• TASK DESCRIPTION: Retype every line from the top of the entries down to the one with "of the high-visibility", both included, and skip the pictures.

WORKING DATA below:

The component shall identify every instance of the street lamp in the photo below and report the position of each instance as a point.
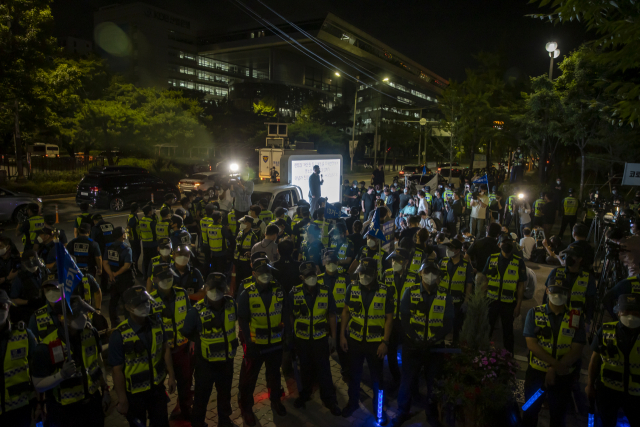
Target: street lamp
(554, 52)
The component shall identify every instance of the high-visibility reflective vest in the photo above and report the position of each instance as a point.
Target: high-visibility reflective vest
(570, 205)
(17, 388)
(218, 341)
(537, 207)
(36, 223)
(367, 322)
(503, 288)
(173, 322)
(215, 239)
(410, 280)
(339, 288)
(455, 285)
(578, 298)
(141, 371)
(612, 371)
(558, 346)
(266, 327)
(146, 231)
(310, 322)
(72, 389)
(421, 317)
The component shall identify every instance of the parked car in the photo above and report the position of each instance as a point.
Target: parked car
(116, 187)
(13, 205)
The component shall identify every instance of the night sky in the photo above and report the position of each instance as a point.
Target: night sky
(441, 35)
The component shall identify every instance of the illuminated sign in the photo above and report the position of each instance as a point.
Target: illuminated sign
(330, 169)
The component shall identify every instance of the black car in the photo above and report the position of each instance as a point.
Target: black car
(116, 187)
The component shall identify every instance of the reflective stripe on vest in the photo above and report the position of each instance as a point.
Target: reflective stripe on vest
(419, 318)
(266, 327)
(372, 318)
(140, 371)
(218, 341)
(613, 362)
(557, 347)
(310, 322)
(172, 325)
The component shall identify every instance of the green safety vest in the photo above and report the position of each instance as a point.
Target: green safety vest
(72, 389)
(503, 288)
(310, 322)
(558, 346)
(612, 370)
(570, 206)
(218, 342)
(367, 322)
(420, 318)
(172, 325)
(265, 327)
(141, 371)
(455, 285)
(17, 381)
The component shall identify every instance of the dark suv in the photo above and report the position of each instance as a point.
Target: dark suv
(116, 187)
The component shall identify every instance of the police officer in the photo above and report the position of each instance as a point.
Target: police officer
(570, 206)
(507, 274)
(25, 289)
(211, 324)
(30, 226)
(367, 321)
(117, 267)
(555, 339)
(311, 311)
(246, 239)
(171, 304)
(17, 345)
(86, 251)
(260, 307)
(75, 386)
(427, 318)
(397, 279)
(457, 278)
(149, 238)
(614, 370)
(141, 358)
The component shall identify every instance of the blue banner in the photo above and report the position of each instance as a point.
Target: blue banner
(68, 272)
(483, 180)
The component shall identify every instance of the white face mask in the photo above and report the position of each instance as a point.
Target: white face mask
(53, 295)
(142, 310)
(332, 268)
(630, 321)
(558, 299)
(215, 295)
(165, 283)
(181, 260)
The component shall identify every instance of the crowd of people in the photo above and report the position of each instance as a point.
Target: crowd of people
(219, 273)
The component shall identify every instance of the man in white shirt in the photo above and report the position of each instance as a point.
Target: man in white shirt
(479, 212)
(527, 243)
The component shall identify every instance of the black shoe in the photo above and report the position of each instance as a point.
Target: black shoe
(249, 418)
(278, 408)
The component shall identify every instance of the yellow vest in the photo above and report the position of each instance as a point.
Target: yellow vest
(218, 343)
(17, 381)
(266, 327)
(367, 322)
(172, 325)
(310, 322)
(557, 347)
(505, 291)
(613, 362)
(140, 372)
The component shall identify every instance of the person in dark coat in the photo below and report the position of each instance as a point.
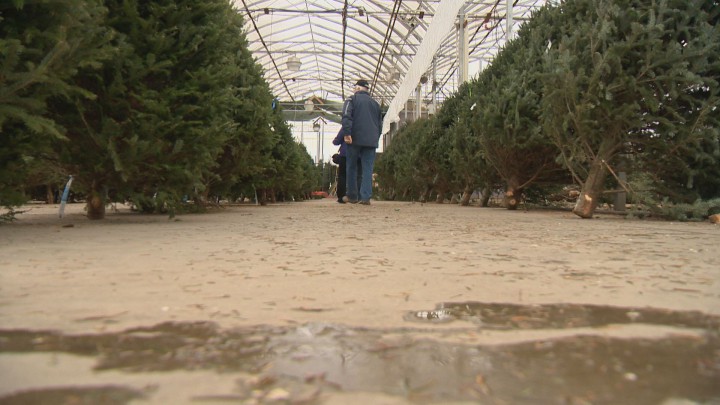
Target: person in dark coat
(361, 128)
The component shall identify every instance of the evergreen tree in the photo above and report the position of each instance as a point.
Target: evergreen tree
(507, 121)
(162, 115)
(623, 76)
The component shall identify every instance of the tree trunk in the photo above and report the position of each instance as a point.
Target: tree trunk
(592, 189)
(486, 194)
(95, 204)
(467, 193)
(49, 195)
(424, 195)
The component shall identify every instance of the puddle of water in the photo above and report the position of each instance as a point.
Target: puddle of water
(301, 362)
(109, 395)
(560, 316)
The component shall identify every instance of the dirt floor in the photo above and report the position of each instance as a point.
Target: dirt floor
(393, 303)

End of WORKING DATA.

• ANSWER AREA:
The component shall identify every instance of the street lamp in the photo below and report the position of each instance as a point.
Target: street lamp
(554, 52)
The component shall identify every instance of the high-visibility reflective vest in the photo above and report the position of each instance as a point.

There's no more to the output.